(YOUR ASSIGNMENT)
Return all entries word for word, but drop any images.

(GIVEN INFORMATION)
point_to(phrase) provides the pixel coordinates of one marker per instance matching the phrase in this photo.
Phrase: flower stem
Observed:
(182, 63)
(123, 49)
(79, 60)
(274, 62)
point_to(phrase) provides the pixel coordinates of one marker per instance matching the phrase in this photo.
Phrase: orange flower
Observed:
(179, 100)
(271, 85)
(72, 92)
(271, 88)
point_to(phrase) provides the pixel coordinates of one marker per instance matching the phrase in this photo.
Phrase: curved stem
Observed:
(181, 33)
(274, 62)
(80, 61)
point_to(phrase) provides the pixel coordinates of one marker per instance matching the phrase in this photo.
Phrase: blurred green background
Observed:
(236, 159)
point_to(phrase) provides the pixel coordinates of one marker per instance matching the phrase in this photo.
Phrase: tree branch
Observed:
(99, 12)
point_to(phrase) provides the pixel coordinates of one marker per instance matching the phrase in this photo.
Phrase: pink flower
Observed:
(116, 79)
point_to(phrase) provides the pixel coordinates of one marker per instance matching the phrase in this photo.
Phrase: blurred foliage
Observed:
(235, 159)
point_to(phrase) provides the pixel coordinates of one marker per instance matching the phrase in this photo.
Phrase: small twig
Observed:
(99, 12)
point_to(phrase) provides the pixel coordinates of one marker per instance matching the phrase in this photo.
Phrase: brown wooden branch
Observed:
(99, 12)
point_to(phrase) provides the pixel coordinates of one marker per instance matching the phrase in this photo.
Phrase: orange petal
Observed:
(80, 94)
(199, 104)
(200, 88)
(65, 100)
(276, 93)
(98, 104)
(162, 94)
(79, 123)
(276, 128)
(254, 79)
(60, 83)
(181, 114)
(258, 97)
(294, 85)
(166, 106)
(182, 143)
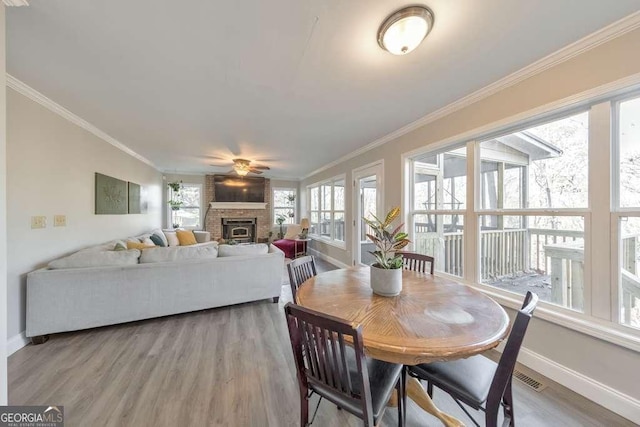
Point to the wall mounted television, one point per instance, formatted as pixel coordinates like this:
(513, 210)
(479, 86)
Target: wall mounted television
(229, 188)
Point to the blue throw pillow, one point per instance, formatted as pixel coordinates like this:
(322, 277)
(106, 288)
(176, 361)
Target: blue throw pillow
(156, 240)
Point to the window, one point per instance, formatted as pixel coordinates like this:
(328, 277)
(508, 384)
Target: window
(534, 170)
(187, 214)
(326, 202)
(555, 210)
(439, 205)
(284, 205)
(628, 215)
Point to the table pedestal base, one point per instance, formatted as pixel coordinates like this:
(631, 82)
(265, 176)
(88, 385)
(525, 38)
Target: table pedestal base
(418, 394)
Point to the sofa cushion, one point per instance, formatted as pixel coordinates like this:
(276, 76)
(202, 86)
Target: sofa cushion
(186, 237)
(172, 239)
(120, 246)
(178, 253)
(134, 245)
(158, 232)
(235, 250)
(89, 258)
(157, 240)
(293, 231)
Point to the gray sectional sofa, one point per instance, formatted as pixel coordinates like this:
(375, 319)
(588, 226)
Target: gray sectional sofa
(73, 298)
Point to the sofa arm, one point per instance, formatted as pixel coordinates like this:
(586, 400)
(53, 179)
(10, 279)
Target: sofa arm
(202, 236)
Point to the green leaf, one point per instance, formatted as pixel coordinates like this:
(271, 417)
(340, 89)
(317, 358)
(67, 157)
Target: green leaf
(391, 216)
(401, 236)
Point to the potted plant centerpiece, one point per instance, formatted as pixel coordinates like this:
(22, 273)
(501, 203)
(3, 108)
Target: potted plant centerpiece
(386, 272)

(TASK SOLUTION)
point_to(phrase) provides the pixel coordinates of one marker per instance matching the phrase in this photo.
Phrase: flower stem
Observed:
(182, 63)
(123, 49)
(79, 60)
(274, 62)
point_to(phrase) provides the pixel coordinates of one marker per instance matching the phrase in this photo.
Phrase: orange flower
Observed:
(179, 100)
(271, 85)
(72, 92)
(271, 88)
point_to(phrase) provides the pixel coordinates of one marker per instance matching the phrase in this photo.
Phrase: curved stem
Observed:
(181, 33)
(274, 62)
(80, 61)
point_to(phrase) provides the pixel coordinates of one marker per instance matching the phrase in this photo.
Phrase: blurred green background
Observed:
(236, 159)
point_to(phrase) provides the pixel coordinates of one marker per instance matching the phrase in this photo.
Phrase: tree branch
Observed:
(99, 12)
point_to(phrase) provides the pixel coordinates of one marker per instance matching the phrase in this photo.
Phrase: pink flower
Observed:
(116, 79)
point_to(phrase) provides the pixel coordinates of one marker per instance matching the phrase in this photo.
Phrase: blurred foliage
Observed:
(235, 159)
point_to(phrase) provides the pixel coordinates of one marker per instance matching the phrase in this photo.
Phrase: small twig
Observed:
(99, 12)
point_to(phrase) provides the pixel coordinates of one marker per instance matching the phrase in this photo.
Phrase: brown wooden branch
Observed:
(99, 12)
point_to(phrase) provides the pixel coordinates of one marker per instance matching the phrase in this photo.
Phrase: orange petal
Observed:
(80, 94)
(199, 104)
(200, 88)
(65, 100)
(276, 93)
(98, 104)
(162, 94)
(79, 123)
(276, 128)
(254, 79)
(60, 83)
(181, 114)
(258, 97)
(294, 85)
(166, 106)
(182, 143)
Point to the wall mounted television, one point per instance, formatted as pixel coordinates like this:
(513, 210)
(479, 86)
Target: wall mounted television
(229, 188)
Point to the blue throw pillow, one point per instance, formatted as pixel coordinates like this:
(322, 277)
(106, 288)
(176, 361)
Target: blue throw pillow
(156, 240)
Point to the window, one point per instance, formatted as pixel coordinates like this:
(328, 277)
(508, 384)
Target: window
(534, 170)
(187, 214)
(326, 202)
(555, 210)
(439, 205)
(284, 205)
(628, 215)
Point to the table pedestal base, one point per instance, formatted as pixel coordinates like this:
(631, 82)
(265, 176)
(88, 385)
(525, 38)
Target: table pedestal base
(418, 394)
Point to the sofa cushion, one point per instance, formatted as pixel coordinates like this:
(276, 76)
(202, 86)
Target: sofa cushion
(186, 237)
(172, 239)
(120, 246)
(178, 253)
(134, 245)
(158, 232)
(235, 250)
(89, 258)
(157, 240)
(293, 231)
Point to the gray sectional sofa, one point per instance, formatted as pixel coordinates like this:
(375, 319)
(588, 226)
Target: gray sectional sofa
(73, 298)
Point to the sofa arm, one point per instance, formatted as pixel coordinates like this:
(586, 400)
(53, 179)
(10, 279)
Target: sofa arm
(202, 236)
Point to the green leaf, one point per instance, formatted as pixel coordinates like this:
(271, 417)
(340, 89)
(317, 358)
(67, 157)
Target: green leaf
(391, 216)
(401, 236)
Point to the potted plant centerpiece, one point per instance, formatted as pixel coordinates like this:
(22, 273)
(501, 203)
(3, 108)
Target: potted plant centerpiece
(386, 272)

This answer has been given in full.